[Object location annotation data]
====================

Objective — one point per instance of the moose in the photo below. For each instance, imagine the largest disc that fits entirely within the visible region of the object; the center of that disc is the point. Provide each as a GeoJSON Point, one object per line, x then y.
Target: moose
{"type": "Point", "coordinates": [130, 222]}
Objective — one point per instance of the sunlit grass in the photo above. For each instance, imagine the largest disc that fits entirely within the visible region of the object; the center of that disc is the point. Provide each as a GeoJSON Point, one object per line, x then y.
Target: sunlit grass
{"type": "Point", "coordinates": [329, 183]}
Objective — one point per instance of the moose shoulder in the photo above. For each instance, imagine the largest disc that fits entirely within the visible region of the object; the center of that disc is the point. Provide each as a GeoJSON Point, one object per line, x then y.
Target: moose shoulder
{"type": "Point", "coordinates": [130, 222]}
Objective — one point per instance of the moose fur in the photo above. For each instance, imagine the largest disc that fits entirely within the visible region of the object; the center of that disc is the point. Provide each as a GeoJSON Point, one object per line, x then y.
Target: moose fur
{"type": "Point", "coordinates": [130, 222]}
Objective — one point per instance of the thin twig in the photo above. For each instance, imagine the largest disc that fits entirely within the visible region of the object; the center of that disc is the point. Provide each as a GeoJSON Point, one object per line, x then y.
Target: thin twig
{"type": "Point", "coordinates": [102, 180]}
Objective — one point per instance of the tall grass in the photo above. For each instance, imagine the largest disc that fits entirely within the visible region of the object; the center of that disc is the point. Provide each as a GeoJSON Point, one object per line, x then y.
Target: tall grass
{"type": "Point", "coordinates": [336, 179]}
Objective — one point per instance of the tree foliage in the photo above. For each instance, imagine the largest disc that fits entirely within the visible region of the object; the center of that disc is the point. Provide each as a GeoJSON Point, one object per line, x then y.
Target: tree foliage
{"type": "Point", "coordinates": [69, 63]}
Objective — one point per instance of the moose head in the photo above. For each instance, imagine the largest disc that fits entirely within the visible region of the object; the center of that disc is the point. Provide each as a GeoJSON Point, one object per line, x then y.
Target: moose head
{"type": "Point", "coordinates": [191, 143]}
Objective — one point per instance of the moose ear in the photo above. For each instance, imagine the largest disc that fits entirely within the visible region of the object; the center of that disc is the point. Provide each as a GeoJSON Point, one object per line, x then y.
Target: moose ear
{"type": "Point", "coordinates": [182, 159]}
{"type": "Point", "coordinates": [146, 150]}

====================

__Aim__
Express every row above as a JSON list of strings, with one string per line and no blank lines.

__Written response__
[
  "Objective — one point per instance of the moose in the photo below. For each instance, imagine the largest disc that fits entirely within the visible region of the object; the center of that disc is the point. Provide each as a GeoJSON Point, one object per line, x then y.",
  "Target: moose",
  "{\"type\": \"Point\", \"coordinates\": [130, 222]}",
  "Objective — one point per instance of the sunlit grass in the photo above. For each instance, imagine the largest disc that fits entirely within the visible region of the object; the center of that disc is the point. Provide each as a GeoJSON Point, one object per line, x then y.",
  "Target: sunlit grass",
  "{\"type\": \"Point\", \"coordinates\": [329, 183]}",
  "Objective — one point per instance of the moose shoulder in the photo above. For each instance, imagine the largest disc that fits entirely within the visible region of the object; the center of that disc is the point. Provide each as a GeoJSON Point, one object per line, x then y.",
  "Target: moose shoulder",
  "{\"type\": \"Point\", \"coordinates\": [130, 222]}",
  "Objective — one point per instance of the moose fur in the photo above. For each instance, imagine the largest disc that fits entirely within the visible region of the object; the center of that disc is the point. Provide each as a GeoJSON Point, one object per line, x then y.",
  "Target: moose fur",
  "{\"type\": \"Point\", \"coordinates\": [130, 222]}",
  "Objective — one point per instance of the thin twig in the photo above. For each instance, imagine the largest disc that fits entirely within the visible region of the object; the center of that disc is the point. Provide each as a GeoJSON Point, one object per line, x then y.",
  "Target: thin twig",
  "{\"type\": \"Point\", \"coordinates\": [102, 180]}",
  "Objective — one point per instance of the tall grass in the photo above. For each instance, imagine the largest disc that fits entirely within the visible region of the object; the center of that disc is the point. Provide each as a GeoJSON Point, one object per line, x then y.",
  "Target: tall grass",
  "{\"type\": \"Point\", \"coordinates\": [336, 179]}",
  "Objective — one point per instance of the tree foliage in the photo above. For each instance, imagine the largest disc that fits entirely within the visible region of the object; the center of that disc is the point. Provide each as a GeoJSON Point, one object per line, x then y.",
  "Target: tree foliage",
  "{\"type\": \"Point\", \"coordinates\": [69, 63]}",
  "Objective — one point per instance of the moose head in the photo above. For each instance, imagine the largest disc that fits entirely within the visible region of the object; the center of that disc is the point. Provide each as a GeoJSON Point, one object per line, x then y.",
  "Target: moose head",
  "{\"type\": \"Point\", \"coordinates\": [191, 143]}",
  "Objective — one point per instance of the moose ear in the photo above. For each instance, imagine the largest disc that fits entirely within the visible region of the object; the center of that disc is the point. Provide each as a GeoJSON Point, one object per line, x then y.",
  "Target: moose ear",
  "{\"type\": \"Point\", \"coordinates\": [182, 159]}",
  "{\"type\": \"Point\", \"coordinates\": [146, 150]}"
]